== Dataset entries ==
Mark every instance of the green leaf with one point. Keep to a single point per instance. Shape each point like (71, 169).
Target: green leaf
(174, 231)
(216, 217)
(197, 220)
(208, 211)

== Action item ==
Retype all the data exactly, line for line.

== Solution to this exercise ==
Mark every instance of the green leaf with one point. Keep to a single point per instance. Shape each point like (71, 169).
Target: green leaf
(174, 231)
(216, 217)
(197, 220)
(208, 211)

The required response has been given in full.